A federal jury has found two men accused of running a financial scam that bilked investors, including several National Hockey League players, of $30 million guilty of money laundering, conspiracy, and wire fraud. The trial against Phillip Kenner, an Arizona financial adviser, and Tommy Constantine, a former professional race car driver, lasted ten weeks.
According to prosecutors, from 2002 to 2013, Kenner convinced at least 13 NHL players to invest $100,000 in a Hawaii real estate development. He met the players through a college friend who was drafted by the league.
He and Constantine stole the players’ money, causing $13M in losses. They used the funds to pay for their lavish lifestyles.
The two men, in a second scam, convinced many of the same hockey players to invest $1.4M in Eufora, a prepaid debit card business owned by Constantine. This money went into bank accounts controlled by the two men.

# INFORMATION SHOWN
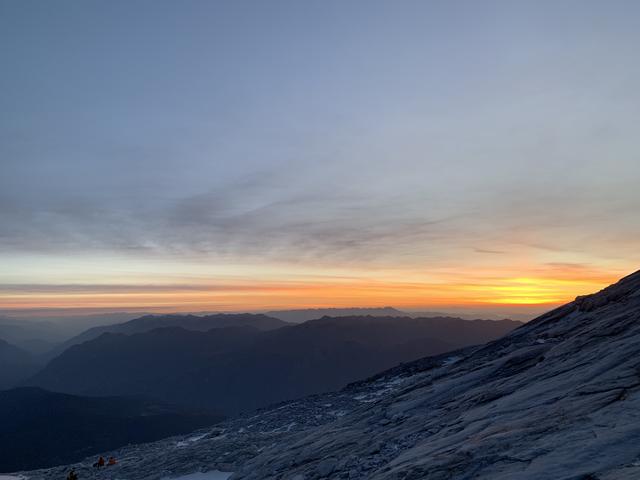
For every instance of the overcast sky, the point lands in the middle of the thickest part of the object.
(446, 152)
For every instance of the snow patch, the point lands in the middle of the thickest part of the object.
(212, 475)
(188, 441)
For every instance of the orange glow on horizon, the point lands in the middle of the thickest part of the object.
(484, 291)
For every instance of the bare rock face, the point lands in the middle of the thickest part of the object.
(558, 398)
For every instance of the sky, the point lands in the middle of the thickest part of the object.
(247, 155)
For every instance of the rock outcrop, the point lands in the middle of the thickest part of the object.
(558, 398)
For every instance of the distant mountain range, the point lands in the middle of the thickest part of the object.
(556, 399)
(236, 369)
(306, 314)
(197, 323)
(16, 365)
(41, 429)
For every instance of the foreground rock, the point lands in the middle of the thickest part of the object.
(559, 398)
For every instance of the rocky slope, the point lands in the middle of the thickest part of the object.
(558, 398)
(238, 369)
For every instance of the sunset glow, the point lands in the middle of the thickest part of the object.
(226, 157)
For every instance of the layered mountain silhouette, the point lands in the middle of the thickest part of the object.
(237, 369)
(557, 398)
(197, 323)
(306, 314)
(16, 365)
(40, 428)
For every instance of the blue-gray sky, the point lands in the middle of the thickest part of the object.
(203, 143)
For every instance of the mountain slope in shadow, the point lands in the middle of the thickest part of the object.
(239, 369)
(40, 428)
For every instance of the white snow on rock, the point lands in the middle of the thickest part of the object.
(212, 475)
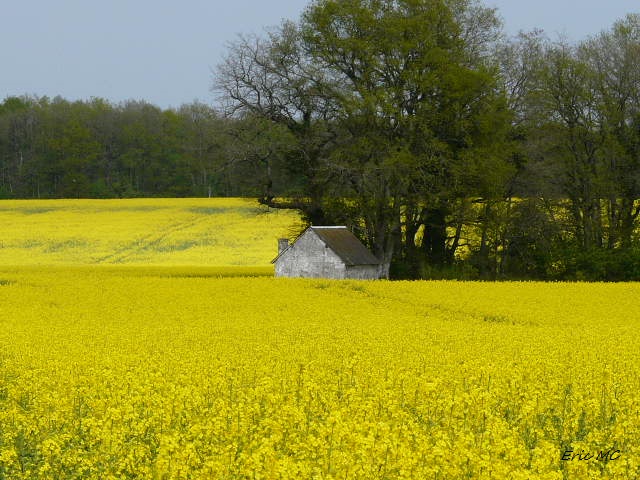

# TASK TO COMPLETE
Update the account of the NHL investor fraud case from "According to prosecutors, from" to "the two men.", changing "lavish" to "extravagant".

# COMPLETED TASK
According to prosecutors, from 2002 to 2013, Kenner convinced at least 13 NHL players to invest $100,000 in a Hawaii real estate development. He met the players through a college friend who was drafted by the league.
He and Constantine stole the players’ money, causing $13M in losses. They used the funds to pay for their extravagant lifestyles.
The two men, in a second scam, convinced many of the same hockey players to invest $1.4M in Eufora, a prepaid debit card business owned by Constantine. This money went into bank accounts controlled by the two men.